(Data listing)
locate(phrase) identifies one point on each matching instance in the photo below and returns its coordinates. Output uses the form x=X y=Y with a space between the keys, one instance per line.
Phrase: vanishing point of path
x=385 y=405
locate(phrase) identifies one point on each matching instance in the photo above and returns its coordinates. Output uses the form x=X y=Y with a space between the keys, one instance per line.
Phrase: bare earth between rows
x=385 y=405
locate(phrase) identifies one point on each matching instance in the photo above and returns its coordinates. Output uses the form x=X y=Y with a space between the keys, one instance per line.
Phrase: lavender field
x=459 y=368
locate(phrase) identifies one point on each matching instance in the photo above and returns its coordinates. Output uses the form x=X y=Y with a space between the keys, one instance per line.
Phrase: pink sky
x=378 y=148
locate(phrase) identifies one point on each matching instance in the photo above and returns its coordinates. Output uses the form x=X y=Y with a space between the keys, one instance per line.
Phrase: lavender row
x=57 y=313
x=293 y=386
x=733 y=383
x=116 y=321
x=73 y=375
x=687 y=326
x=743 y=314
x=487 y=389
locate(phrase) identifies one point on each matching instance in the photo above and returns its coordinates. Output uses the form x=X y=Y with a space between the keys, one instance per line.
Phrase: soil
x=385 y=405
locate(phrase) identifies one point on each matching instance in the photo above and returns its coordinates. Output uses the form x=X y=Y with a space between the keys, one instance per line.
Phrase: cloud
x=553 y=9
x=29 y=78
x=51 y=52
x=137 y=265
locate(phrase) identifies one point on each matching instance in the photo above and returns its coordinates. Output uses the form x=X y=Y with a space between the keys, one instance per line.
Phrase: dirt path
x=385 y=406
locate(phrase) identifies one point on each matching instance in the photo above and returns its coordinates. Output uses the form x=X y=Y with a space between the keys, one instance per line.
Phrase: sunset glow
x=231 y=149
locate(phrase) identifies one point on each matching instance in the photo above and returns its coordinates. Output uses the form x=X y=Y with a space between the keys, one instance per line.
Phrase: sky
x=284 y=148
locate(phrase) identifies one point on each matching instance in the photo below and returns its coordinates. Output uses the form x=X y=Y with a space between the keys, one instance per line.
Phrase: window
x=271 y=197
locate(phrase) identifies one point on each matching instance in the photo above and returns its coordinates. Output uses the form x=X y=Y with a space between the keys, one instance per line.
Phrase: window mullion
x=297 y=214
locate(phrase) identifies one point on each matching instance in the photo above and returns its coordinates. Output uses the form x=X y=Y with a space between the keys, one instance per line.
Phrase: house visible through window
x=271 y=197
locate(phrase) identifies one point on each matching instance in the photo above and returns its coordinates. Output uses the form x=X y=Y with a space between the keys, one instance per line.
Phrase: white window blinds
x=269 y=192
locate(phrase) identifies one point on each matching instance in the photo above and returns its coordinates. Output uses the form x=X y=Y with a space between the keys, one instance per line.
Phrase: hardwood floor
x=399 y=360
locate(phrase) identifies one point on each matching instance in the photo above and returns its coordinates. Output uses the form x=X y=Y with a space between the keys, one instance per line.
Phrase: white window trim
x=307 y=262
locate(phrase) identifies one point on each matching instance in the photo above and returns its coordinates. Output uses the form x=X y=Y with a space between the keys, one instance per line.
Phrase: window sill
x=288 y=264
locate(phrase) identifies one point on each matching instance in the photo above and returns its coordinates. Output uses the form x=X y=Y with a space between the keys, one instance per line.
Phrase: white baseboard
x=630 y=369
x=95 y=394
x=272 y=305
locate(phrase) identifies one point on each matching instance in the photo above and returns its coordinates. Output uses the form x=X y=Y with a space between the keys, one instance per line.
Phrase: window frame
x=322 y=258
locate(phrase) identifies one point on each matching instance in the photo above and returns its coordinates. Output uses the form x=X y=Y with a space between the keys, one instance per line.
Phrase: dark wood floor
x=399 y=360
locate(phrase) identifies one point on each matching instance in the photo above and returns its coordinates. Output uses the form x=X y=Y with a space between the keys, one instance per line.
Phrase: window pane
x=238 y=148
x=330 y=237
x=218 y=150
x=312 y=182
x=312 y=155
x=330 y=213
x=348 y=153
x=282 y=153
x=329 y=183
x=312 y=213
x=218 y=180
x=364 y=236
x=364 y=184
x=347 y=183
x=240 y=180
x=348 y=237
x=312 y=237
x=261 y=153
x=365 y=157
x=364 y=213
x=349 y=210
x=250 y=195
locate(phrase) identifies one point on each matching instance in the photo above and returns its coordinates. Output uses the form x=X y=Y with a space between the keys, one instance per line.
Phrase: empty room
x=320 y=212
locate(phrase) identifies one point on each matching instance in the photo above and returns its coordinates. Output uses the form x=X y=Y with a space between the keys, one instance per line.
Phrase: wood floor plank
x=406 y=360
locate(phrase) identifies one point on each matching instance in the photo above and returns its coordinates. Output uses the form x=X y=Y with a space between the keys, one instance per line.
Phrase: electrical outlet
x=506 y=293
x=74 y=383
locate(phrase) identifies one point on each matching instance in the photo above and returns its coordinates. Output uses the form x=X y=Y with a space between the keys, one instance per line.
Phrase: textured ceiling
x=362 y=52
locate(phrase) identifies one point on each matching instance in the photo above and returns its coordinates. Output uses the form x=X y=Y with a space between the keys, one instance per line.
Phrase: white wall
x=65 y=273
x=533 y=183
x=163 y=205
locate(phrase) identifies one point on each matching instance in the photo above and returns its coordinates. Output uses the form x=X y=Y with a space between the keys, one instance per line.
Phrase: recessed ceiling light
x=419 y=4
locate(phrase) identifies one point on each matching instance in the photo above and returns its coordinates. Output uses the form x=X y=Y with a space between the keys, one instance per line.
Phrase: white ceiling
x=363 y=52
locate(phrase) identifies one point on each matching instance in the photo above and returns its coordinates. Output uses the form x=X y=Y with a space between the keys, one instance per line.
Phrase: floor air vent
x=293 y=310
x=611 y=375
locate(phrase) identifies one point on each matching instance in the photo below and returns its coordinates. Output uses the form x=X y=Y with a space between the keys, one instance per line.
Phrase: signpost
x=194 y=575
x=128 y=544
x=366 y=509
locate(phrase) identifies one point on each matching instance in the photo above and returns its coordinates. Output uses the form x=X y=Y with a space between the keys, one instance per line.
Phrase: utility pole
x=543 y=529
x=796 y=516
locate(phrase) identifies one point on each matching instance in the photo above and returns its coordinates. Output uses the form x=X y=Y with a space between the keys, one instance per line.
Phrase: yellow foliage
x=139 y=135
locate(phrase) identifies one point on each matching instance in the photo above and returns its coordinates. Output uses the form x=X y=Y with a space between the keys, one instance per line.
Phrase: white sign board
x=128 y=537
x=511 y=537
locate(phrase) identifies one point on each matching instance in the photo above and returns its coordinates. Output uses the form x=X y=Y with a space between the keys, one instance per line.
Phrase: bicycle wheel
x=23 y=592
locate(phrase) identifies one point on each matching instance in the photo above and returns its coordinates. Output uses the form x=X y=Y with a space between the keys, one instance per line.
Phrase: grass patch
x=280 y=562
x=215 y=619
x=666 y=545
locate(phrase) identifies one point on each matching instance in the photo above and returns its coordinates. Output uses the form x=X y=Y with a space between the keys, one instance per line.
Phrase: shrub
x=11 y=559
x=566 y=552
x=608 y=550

■ What you need to do: Faithfully copy every entry, leaving nothing out.

■ Written response:
locate(phrase) identifies one point on each matching instance in the photo below and returns its coordinates. Output uses the form x=X y=Y with a space between the keys, one instance per line.
Phrase: vanishing point of path
x=385 y=405
locate(phrase) identifies one point on each matching instance in the photo above and returns its coordinates. Output uses the form x=X y=Y with a space between the keys, one instance per line.
Phrase: bare earth between rows
x=385 y=405
locate(phrase) identifies one point on each matching instance in the photo above and returns its coordinates. Output uses the form x=X y=Y with a space between the keys, one instance per line.
Phrase: lavender field
x=459 y=368
locate(phrase) identifies one point on each matching instance in the photo above and returns its coordinates. Output uses the form x=X y=Y with a space between the keys, one instance per line.
Phrase: pink sky
x=378 y=148
locate(phrase) identifies one point on each matching instance in the photo above and returns its coordinates. Output uses the form x=X y=Y with a space between the keys, one instance per line.
Phrase: lavender row
x=57 y=313
x=293 y=386
x=733 y=383
x=116 y=321
x=73 y=375
x=687 y=326
x=743 y=314
x=487 y=389
locate(phrase) identifies one point on each matching instance in the photo above and returns its coordinates. Output uses the form x=X y=Y with a space between the keys, one instance per line.
Phrase: soil
x=385 y=405
locate(phrase) identifies one point on each matching instance in the photo above and returns its coordinates. Output uses the form x=X y=Y with a space between the keys, one instance per line.
Phrase: cloud
x=553 y=9
x=29 y=78
x=51 y=52
x=137 y=265
locate(phrase) identifies one point on each matching instance in the photo above and returns its coordinates. Output uses the form x=X y=Y with a space between the keys, one instance per line.
Phrase: dirt path
x=385 y=406
locate(phrase) identifies one point on each matching instance in the photo above and returns its coordinates. Output uses the form x=X y=Y with a space between the keys, one instance per line.
Phrase: sunset glow
x=231 y=149
locate(phrase) identifies one point on each matching instance in the photo above and returns its coordinates. Output uses the form x=X y=Y with a space between the keys, one instance per line.
Phrase: sky
x=284 y=148
locate(phrase) identifies one point on each matching instance in the photo below and returns its coordinates. Output uses the form x=X y=Y with a space between the keys, one instance per line.
Phrase: window
x=271 y=197
locate(phrase) identifies one point on each matching instance in the photo above and returns its coordinates. Output uses the form x=X y=Y with a space between the keys, one instance per line.
Phrase: window mullion
x=297 y=214
locate(phrase) identifies one point on each matching instance in the photo above and returns its coordinates. Output uses the form x=X y=Y with a space between the keys, one instance per line.
Phrase: house visible through window
x=271 y=197
locate(phrase) identifies one point on each matching instance in the photo above and returns its coordinates. Output uses the form x=X y=Y with a space between the keys, one instance per line.
Phrase: white window blinds
x=269 y=192
locate(phrase) identifies one point on each matching instance in the photo above and returns its coordinates. Output uses the form x=X y=Y with a space between the keys, one instance per line.
Phrase: hardwood floor
x=399 y=360
locate(phrase) identifies one point on each matching instance in the photo above and returns its coordinates. Output uses the form x=X y=Y with a space between the keys, one instance per line.
Phrase: white window trim
x=307 y=262
locate(phrase) identifies one point on each matching instance in the photo above and returns its coordinates. Output uses the form x=X y=Y with a space between the keys, one instance per line.
Phrase: window sill
x=288 y=264
locate(phrase) identifies one point on each matching instance in the photo above and returns its coordinates. Output uses the form x=X y=Y with a space between the keys, one instance per line.
Phrase: white baseboard
x=630 y=369
x=95 y=394
x=272 y=305
locate(phrase) identifies one point on each matching instance in the photo above and returns its coordinates. Output uses the form x=X y=Y with a space between the keys, one instance per line.
Phrase: window frame
x=322 y=258
locate(phrase) identifies one point on each matching instance in the photo above and returns its coordinates. Output uses the form x=X y=Y with a space between the keys, one instance per line.
Phrase: dark wood floor
x=399 y=360
locate(phrase) identifies one point on each matching instance in the photo above and returns its coordinates. Output uses the form x=X y=Y with a space between the keys, one instance per line.
Phrase: window pane
x=238 y=148
x=330 y=237
x=218 y=150
x=312 y=182
x=312 y=155
x=330 y=213
x=348 y=153
x=282 y=153
x=329 y=183
x=312 y=213
x=218 y=180
x=364 y=236
x=364 y=184
x=347 y=183
x=240 y=180
x=348 y=237
x=312 y=237
x=261 y=153
x=365 y=157
x=364 y=213
x=349 y=210
x=250 y=195
locate(phrase) identifies one point on each matching instance in the photo above and returns its coordinates. Output uses the form x=X y=Y with a space between the keys, one instance per line.
Phrase: empty room
x=320 y=212
locate(phrase) identifies one point on each matching instance in the photo above and returns its coordinates. Output uses the form x=X y=Y with a space between the keys, one instance per line.
Phrase: wood floor plank
x=406 y=360
locate(phrase) identifies one point on each matching instance in the photo above and returns its coordinates. Output uses the form x=X y=Y with a space between the keys, one instance per line.
Phrase: electrical outlet
x=506 y=293
x=74 y=383
locate(phrase) identifies one point on each matching instance in the photo above and returns its coordinates. Output uses the form x=X y=Y with a space between the keys, one instance per line.
Phrase: textured ceiling
x=362 y=52
locate(phrase) identifies one point on each matching instance in the photo above and returns its coordinates. Output uses the form x=X y=Y with a space between the keys, one instance per line.
Phrase: white wall
x=65 y=273
x=533 y=183
x=163 y=205
locate(phrase) identifies one point on each matching instance in the photo above and returns its coordinates. Output uses the form x=X y=Y with a space between the keys, one instance per line.
Phrase: recessed ceiling light
x=419 y=4
locate(phrase) identifies one point on each matching instance in the photo above and returns its coordinates. Output uses the form x=X y=Y with a space between the keys, one instance per line.
Phrase: white ceiling
x=363 y=52
locate(phrase) identifies one point on each matching instance in the photo above and returns its coordinates. Output uses the form x=X y=Y with a space between the keys, one instance per line.
Phrase: floor air vent
x=293 y=310
x=611 y=375
locate(phrase) identifies one point on each matching instance in the photo below and returns its coordinates. Output uses the form x=X y=Y with a space between the keys, one instance per line.
Phrase: signpost
x=194 y=575
x=128 y=544
x=366 y=509
locate(phrase) identifies one point on each matching instance in the photo above and returns its coordinates. Output uses the form x=X y=Y with a space between the keys, one instance per line.
Phrase: utility pole
x=543 y=529
x=796 y=516
locate(phrase) identifies one point on each matching instance in the photo above and returns its coordinates. Output uses the form x=X y=Y with a space between the keys, one instance per line.
Phrase: yellow foliage
x=139 y=135
locate(phrase) identifies one point on each matching instance in the photo above and returns its coordinates. Output uses the form x=X y=Y with a space between the keys, one instance per line.
Phrase: white sign board
x=128 y=537
x=511 y=537
locate(phrase) identifies one point on each matching instance in the photo above and returns its coordinates. Output uses the form x=X y=Y with a space between the keys, one instance per line.
Phrase: bicycle wheel
x=23 y=592
locate(phrase) identifies one point on each matching instance in the photo above and returns its coordinates. Output uses the form x=X y=Y with a space between the keys, one instance per line.
Phrase: grass patch
x=280 y=562
x=215 y=619
x=666 y=545
locate(phrase) identifies one point on each matching instance in the photo above and returns its coordinates. Output uses the form x=X y=Y with a space between the keys, one instance per line.
Phrase: shrub
x=11 y=559
x=566 y=552
x=608 y=550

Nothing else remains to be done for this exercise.